BEGIN Data listing
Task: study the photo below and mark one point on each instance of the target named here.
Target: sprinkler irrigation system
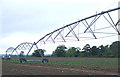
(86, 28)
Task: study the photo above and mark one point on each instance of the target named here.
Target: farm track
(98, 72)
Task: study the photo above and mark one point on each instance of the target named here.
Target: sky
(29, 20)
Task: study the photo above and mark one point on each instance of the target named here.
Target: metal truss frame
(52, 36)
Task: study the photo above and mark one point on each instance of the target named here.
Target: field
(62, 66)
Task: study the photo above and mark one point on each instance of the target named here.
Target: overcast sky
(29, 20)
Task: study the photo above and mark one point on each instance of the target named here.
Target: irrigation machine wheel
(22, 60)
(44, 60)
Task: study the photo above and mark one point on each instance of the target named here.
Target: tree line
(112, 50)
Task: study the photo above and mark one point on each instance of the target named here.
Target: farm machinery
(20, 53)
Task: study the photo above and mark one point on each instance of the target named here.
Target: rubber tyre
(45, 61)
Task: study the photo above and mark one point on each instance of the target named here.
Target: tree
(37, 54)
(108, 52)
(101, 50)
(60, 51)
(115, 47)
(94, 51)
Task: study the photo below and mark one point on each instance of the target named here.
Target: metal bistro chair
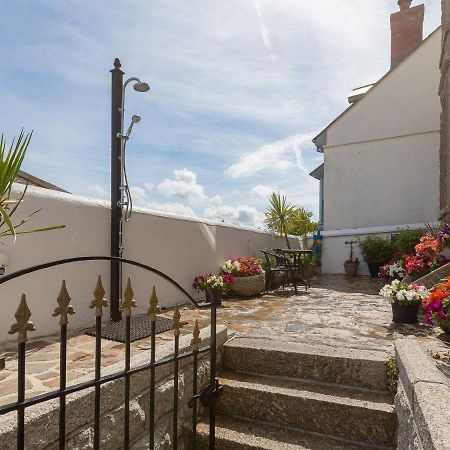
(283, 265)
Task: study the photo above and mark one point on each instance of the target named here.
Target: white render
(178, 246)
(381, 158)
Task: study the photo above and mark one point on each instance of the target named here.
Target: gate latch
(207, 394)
END Data listing
(What needs to be done) Repeat the material above in full and unchanged, minus its images.

(In response)
Task: study the photo below and mark one point on each instance of the target named here.
Target: sprinkler irrigation system
(86, 28)
Task: study the photo above and mark one point on each instance of the target named here.
Target: farm track
(98, 72)
Task: study the photo above and mark one point on each instance of the target named here.
Target: sky
(29, 20)
Task: study the photo above and mark one point on each instance of the target named here.
Target: metal truss frame
(52, 36)
Task: study the photo above and mark one point on each instance of the target named here.
Target: field
(62, 66)
Task: study the photo above and mark one point on each instance of the target named here.
Target: overcast sky
(29, 20)
Task: study the photo above and mark one point on each instance of the target named here.
Target: irrigation machine wheel
(22, 60)
(44, 60)
Task: study the photo above and mark one point on each instance of the target named here.
Target: tree line
(112, 50)
Task: study the photo above and mark one point on each instance of the target named here.
Target: farm machinery
(20, 53)
Task: study the photo above and mark one point on each instance of the target named here.
Target: rubber tyre
(45, 61)
Task: study the photo above and mark one point on each instance of the target named here.
Target: tree
(37, 54)
(108, 52)
(101, 50)
(60, 51)
(115, 47)
(94, 51)
Task: study the photo below and mark one point on each instance of the target named here.
Target: metal bistro chair
(283, 265)
Task: study the photo above and mark one point on each instance of the target named here.
Target: white render
(178, 246)
(381, 158)
Task: study the photo above and mark one point on each instance of the target named here.
Target: gate latch
(207, 394)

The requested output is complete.